DIRECTIONS FOR THIS TASK: Your task is to print all of the material verbatim.

[Pointing dataset excerpts]
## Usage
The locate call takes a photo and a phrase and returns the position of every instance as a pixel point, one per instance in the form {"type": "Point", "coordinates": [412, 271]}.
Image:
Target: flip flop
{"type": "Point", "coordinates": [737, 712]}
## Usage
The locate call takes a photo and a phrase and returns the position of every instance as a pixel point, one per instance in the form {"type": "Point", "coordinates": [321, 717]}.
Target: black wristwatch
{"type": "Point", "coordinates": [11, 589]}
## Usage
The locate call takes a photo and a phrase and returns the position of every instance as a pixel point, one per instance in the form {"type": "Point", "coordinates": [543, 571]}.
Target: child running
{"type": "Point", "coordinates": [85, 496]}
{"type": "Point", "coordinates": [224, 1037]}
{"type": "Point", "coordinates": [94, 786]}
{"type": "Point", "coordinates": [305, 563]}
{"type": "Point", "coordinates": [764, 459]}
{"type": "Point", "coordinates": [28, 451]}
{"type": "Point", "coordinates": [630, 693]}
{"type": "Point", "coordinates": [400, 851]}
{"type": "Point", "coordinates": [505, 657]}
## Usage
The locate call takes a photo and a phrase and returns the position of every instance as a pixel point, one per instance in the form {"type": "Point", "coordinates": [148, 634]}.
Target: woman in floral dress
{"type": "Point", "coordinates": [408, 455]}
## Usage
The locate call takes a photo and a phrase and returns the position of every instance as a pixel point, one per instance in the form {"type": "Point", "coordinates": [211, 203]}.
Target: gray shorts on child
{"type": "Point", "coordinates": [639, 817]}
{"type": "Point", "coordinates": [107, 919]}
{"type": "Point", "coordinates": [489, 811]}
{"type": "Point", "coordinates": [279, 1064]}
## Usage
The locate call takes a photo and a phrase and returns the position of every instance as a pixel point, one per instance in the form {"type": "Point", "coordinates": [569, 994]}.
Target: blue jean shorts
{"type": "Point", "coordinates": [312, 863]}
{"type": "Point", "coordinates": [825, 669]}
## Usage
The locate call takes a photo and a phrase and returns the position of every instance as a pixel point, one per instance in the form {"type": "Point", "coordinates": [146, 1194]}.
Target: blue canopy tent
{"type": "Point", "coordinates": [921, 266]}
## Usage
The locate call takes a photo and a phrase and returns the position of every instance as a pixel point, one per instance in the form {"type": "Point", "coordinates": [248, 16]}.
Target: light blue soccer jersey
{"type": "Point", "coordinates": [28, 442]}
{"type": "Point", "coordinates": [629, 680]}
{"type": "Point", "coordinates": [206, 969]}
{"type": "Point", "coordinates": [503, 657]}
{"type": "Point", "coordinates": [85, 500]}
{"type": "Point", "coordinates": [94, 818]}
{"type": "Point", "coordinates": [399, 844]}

SOLUTION:
## Usage
The locate call takes a photo and a phrase and returns the position of every instance as a pixel point, one per instance in the form {"type": "Point", "coordinates": [412, 271]}.
Image:
Target: flip flop
{"type": "Point", "coordinates": [737, 712]}
## Usage
The locate call takes a photo and a phrase and returns the position of every instance as a pixel point, one per instance in the form {"type": "Point", "coordinates": [321, 717]}.
Target: black wristwatch
{"type": "Point", "coordinates": [11, 589]}
## Usage
The locate call takes a photo and a phrase and returns the position of every instance as a pixel point, one per instance in the form {"type": "Point", "coordinates": [543, 571]}.
Target: child running
{"type": "Point", "coordinates": [85, 496]}
{"type": "Point", "coordinates": [224, 1037]}
{"type": "Point", "coordinates": [94, 786]}
{"type": "Point", "coordinates": [305, 563]}
{"type": "Point", "coordinates": [764, 459]}
{"type": "Point", "coordinates": [28, 451]}
{"type": "Point", "coordinates": [630, 693]}
{"type": "Point", "coordinates": [400, 851]}
{"type": "Point", "coordinates": [505, 657]}
## Usage
The locate call takes a photo and a phrase and returns the position of every instance as a pixel point, one per instance in the form {"type": "Point", "coordinates": [148, 634]}.
Target: woman in floral dress
{"type": "Point", "coordinates": [408, 455]}
## Usage
The locate call takes a photo and a phrase and returns the position of every instance as a pixel point, one per instance in the form {"type": "Point", "coordinates": [211, 203]}.
Target: gray shorts on child
{"type": "Point", "coordinates": [639, 817]}
{"type": "Point", "coordinates": [107, 919]}
{"type": "Point", "coordinates": [489, 811]}
{"type": "Point", "coordinates": [279, 1064]}
## Usage
The locate call takes a photo and a phrase and returns the position of every instance as a pixel point, one per instance in the form {"type": "Point", "coordinates": [569, 994]}.
Target: blue jean shorts
{"type": "Point", "coordinates": [312, 863]}
{"type": "Point", "coordinates": [825, 669]}
## Usage
The locate call takes a photo and a phrase and returns the position of every instance as a pixel point, one per instance in the form {"type": "Point", "coordinates": [146, 1194]}.
Target: blue canopy tent
{"type": "Point", "coordinates": [921, 266]}
## Usage
The locate call takes a photo and a phrase and returns the position of every instance as a pixel point, one per instance in the form {"type": "Point", "coordinates": [248, 16]}.
Target: light blue soccer jersey
{"type": "Point", "coordinates": [28, 442]}
{"type": "Point", "coordinates": [629, 680]}
{"type": "Point", "coordinates": [206, 969]}
{"type": "Point", "coordinates": [503, 657]}
{"type": "Point", "coordinates": [85, 500]}
{"type": "Point", "coordinates": [94, 818]}
{"type": "Point", "coordinates": [399, 844]}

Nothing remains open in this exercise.